Work required:
Copy from the passage on pork barrel funds the part that begins with the words containing "Sixteen senators have" and ends with "local government pork.".

Quoted passage:
This is possible for “hard pork” or infrastructure projects which can be pre-identified but impossible for “soft pork” such as scholarships or medical assistance for constituents. The PDAF allocation for scholarships and medical assistance has been put in CHED and DoH with a provision that there will be “consultation with the representative in the district”.
This violates the SC decision. The CHED and the House of Representatives must now find creative ways to allow legislators to participate in the selection of beneficiaries.
Sixteen senators have decided to forego their P200M PDAF allocation and want it deducted from the proposed 2014 budget. The question is—what happens to the other senators who want to continue receiving PDAF? How will this lump sum appropriation appear in the GAA? What would be the mechanism will be used in the implementation of this fund? Will this mechanism be consistent with the SC decision?
Interestingly, the SC decision can now be used to question the pork barrel in local governments. Local legislators enjoy broader and wider discretion in the use of pork compared to their counterparts in Congress. Control mechanisms are weaker at the local level, and NGOs and the media are not as active in monitoring public expenditures. It is about time that we look into the local government pork.

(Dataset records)
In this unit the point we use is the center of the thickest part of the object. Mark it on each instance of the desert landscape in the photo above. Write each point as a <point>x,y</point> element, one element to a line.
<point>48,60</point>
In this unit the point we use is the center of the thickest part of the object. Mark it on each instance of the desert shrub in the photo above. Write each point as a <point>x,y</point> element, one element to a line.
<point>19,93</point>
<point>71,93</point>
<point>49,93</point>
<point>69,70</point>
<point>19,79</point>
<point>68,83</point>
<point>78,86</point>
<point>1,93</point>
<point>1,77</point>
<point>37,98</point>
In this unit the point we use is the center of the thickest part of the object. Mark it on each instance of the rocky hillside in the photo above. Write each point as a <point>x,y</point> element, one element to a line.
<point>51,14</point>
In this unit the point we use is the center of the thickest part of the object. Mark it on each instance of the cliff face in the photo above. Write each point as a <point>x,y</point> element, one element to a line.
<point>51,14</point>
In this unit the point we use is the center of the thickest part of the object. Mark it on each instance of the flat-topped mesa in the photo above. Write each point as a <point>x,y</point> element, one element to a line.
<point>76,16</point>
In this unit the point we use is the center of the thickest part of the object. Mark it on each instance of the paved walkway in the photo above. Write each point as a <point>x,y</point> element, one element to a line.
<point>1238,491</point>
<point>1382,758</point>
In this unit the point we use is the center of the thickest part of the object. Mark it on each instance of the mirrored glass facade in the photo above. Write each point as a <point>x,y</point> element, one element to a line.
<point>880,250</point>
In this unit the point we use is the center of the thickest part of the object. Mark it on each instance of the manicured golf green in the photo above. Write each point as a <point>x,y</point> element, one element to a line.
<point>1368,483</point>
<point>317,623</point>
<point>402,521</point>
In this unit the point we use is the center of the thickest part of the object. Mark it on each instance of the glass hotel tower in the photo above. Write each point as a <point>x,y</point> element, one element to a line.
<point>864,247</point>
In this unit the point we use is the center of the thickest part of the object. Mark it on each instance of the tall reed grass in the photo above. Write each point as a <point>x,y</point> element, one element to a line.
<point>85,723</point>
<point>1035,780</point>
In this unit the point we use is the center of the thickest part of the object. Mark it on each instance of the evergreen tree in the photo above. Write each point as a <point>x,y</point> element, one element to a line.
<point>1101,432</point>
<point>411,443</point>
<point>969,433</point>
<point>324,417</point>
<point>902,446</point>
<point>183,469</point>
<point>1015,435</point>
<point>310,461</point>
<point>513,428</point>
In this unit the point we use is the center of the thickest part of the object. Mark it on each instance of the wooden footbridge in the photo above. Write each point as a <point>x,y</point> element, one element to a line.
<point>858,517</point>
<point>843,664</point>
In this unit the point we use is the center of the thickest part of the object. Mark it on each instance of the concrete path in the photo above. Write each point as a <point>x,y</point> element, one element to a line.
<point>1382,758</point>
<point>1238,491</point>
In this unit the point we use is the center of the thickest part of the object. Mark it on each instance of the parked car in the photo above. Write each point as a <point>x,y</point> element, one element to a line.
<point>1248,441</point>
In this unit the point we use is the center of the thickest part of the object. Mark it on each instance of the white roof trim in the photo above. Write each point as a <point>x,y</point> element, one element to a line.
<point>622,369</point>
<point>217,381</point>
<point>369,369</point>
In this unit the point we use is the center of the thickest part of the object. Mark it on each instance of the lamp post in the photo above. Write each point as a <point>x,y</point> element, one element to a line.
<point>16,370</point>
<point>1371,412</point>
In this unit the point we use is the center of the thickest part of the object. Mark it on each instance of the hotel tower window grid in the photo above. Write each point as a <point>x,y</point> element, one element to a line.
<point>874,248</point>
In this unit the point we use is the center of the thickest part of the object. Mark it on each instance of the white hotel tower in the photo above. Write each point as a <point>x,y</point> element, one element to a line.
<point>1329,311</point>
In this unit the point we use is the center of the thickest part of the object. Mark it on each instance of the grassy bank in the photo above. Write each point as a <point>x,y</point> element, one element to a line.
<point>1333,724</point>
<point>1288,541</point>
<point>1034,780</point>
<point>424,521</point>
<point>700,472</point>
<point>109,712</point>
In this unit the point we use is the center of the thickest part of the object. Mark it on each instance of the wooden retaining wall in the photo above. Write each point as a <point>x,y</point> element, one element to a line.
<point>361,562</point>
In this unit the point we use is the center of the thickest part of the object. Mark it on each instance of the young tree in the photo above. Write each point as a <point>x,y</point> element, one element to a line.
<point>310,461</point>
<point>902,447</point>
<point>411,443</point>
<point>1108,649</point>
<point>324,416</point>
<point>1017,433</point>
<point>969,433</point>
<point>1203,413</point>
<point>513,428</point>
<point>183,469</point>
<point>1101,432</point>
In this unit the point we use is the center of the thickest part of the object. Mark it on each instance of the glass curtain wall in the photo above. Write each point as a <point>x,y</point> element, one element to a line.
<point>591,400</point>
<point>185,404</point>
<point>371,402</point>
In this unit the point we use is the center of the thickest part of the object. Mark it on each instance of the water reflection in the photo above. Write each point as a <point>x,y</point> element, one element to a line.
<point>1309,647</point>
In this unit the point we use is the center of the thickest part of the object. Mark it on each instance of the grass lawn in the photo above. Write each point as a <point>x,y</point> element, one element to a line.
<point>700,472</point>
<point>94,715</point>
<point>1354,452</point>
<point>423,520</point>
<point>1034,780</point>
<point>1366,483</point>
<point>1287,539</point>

Response to the task:
Sixteen senators have decided to forego their P200M PDAF allocation and want it deducted from the proposed 2014 budget. The question is—what happens to the other senators who want to continue receiving PDAF? How will this lump sum appropriation appear in the GAA? What would be the mechanism will be used in the implementation of this fund? Will this mechanism be consistent with the SC decision?
Interestingly, the SC decision can now be used to question the pork barrel in local governments. Local legislators enjoy broader and wider discretion in the use of pork compared to their counterparts in Congress. Control mechanisms are weaker at the local level, and NGOs and the media are not as active in monitoring public expenditures. It is about time that we look into the local government pork.